_Task_:
Show every line from the items below that contains the word "railing".

_A run of records_:
————

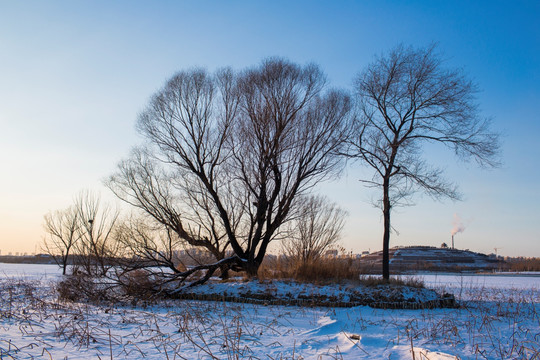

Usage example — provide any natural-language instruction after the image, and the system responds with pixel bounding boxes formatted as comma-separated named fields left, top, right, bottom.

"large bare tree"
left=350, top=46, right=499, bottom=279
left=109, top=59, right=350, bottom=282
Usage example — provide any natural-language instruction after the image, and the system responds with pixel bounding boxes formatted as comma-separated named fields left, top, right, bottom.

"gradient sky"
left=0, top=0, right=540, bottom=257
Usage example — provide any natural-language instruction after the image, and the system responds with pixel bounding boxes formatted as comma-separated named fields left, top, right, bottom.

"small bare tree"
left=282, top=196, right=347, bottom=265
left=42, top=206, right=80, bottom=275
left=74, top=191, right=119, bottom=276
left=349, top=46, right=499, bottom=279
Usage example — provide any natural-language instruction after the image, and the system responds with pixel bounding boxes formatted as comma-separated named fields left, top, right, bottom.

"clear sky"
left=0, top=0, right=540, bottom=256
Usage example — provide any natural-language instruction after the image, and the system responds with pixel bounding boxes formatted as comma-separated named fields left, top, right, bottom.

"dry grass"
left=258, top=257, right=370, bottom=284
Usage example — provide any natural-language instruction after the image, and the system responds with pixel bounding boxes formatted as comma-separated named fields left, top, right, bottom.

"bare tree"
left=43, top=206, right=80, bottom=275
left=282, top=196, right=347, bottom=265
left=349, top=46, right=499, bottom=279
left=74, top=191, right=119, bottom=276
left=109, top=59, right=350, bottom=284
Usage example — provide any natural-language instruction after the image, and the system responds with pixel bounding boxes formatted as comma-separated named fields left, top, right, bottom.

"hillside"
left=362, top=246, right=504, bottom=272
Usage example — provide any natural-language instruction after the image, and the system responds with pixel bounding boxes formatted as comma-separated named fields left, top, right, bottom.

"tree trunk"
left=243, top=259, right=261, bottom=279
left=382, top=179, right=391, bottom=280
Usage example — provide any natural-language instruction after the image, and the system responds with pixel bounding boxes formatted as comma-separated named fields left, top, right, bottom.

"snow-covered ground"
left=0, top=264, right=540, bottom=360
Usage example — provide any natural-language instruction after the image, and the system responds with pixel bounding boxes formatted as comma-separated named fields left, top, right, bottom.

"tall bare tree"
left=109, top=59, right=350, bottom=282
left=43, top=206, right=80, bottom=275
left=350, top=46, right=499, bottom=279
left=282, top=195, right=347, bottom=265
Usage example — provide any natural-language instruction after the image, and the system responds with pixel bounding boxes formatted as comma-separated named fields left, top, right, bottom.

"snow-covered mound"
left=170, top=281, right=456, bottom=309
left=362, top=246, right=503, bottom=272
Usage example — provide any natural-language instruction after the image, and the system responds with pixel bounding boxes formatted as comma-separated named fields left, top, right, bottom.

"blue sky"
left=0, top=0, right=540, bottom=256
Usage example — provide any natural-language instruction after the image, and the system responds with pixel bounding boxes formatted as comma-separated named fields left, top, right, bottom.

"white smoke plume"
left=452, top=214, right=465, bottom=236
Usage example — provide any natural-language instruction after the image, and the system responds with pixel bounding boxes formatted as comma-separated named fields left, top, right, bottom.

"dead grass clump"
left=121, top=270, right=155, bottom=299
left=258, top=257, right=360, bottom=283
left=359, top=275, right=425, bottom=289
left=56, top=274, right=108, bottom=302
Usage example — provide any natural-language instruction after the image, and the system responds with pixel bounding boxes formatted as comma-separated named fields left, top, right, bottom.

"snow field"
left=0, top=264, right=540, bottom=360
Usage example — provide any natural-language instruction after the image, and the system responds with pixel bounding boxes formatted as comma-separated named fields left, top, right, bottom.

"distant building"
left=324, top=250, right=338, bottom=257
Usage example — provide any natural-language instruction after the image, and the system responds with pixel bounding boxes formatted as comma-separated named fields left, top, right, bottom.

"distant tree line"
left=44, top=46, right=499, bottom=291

————

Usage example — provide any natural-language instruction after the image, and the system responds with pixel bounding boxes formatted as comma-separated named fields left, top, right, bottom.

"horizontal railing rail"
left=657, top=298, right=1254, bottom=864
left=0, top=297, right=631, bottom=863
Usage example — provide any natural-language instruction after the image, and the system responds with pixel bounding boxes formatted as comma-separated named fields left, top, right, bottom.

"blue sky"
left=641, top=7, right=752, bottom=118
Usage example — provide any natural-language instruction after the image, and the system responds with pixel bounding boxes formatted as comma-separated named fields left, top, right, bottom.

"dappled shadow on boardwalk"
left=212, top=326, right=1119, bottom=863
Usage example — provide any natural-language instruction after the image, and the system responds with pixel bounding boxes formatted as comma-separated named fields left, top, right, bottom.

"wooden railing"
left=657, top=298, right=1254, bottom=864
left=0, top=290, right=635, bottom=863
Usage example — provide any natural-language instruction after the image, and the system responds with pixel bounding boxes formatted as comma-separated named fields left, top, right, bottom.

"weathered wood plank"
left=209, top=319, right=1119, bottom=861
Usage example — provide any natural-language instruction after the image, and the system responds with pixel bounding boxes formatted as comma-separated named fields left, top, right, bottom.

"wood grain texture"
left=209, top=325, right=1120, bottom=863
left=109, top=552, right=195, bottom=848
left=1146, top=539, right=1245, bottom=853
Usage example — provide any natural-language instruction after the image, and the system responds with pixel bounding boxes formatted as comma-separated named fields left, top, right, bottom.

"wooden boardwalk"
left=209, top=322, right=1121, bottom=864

————

_Answer to the exercise_:
"horizontal railing rail"
"wooden railing"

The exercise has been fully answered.